KAIST researchers teach robots human judgment using short videos

by Park Sae-jin Posted : June 10, 2026, 10:54Updated : June 10, 2026, 10:54
From left Professor Yoo Chang-dong doctoral student and first author Luu Minh Tung in the center back and masters student and second author Kim Hwan-hee in the front right Courtesy of KAIST
From left: Professor Yoo Chang-dong, doctoral student and first author Luu Minh Tung in the center back, and master's student and second author Kim Hwan-hee in the front right. Courtesy of KAIST

SEOUL, June 10 (AJP) - Researchers in South Korea have built an artificial intelligence system that allows robots and self-driving cars to figure out human intentions just by watching a handful of videos. The new method heavily cuts down the amount of data needed to train these machines, the Korea Advanced Institute of Science and Technology said Wednesday.

A research team led by Professor Yoo Chang-dong at the Korea Advanced Institute of Science and Technology (KAIST)'s electrical engineering department designed the framework, called Video-based Optimal TransPort Preference (VOTP). The technology lets smart machines learn how to make the right choices without needing a person to manually grade thousands of different actions.

Instead of relying on massive datasets, the method only requires someone to provide about 10 short video clips showing both good and bad ways to complete a task. The system then uses a mathematical method called optimal transport to track tiny differences in movement. From there, it automatically guesses what humans would prefer in thousands of other situations, setting up virtual rewards to steer the machine.

This setup mimics how people learn to do new things by simply watching a few examples. Physical AI systems, like factory robots, self-driving cars, and medical equipment, need strict guidelines to choose the safest actions in complicated environments. Until now, creating those guidelines meant having workers spend countless hours evaluating robot behaviors one by one.

Some developers previously tried using text-based language models to speed up this grading process, but trying to describe highly specific mechanical movements with words often failed. The research team noted that their video-based approach works well for robotic arms, humanoid robots, drones, and software that controls computer screens.

The study was picked for an oral presentation at the International Conference on Machine Learning (ICML) 2026, which will take place in Seoul in July 2026. The paper, authored by Tung Minh Luu, Kim Hwan-hee, Lee Young-hwan, and Chang D. Yoo (Yoo Chang-dong), ranked in the top 0.7 percent of the 23,918 submissions the conference received.

"The core of physical AI is making machines understand human intent and select the correct actions," Yoo said. "VOTP can learn human judgment criteria from a small number of videos, and it is a core technology that will advance the era of robots making human-like judgments."

WHAT THE TASK ASKS> In the article on KAIST's video-based method for teaching robots human judgment, about how many short video clips must a person provide?

DATA UNDER STUDY>

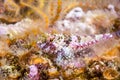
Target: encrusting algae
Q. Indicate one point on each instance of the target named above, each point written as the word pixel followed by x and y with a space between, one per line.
pixel 59 40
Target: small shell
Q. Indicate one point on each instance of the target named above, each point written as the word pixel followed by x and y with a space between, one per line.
pixel 110 73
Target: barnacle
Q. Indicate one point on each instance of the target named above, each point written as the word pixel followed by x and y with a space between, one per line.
pixel 32 49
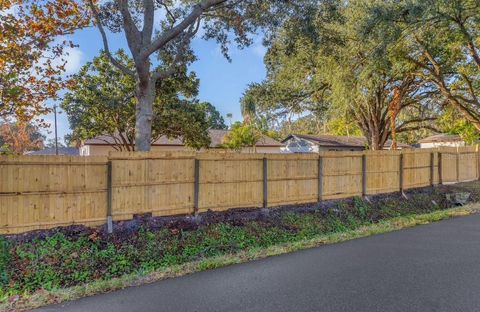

ANSWER TO THE EXERCISE> About 10 short video clips, showing both good and bad ways to complete a task.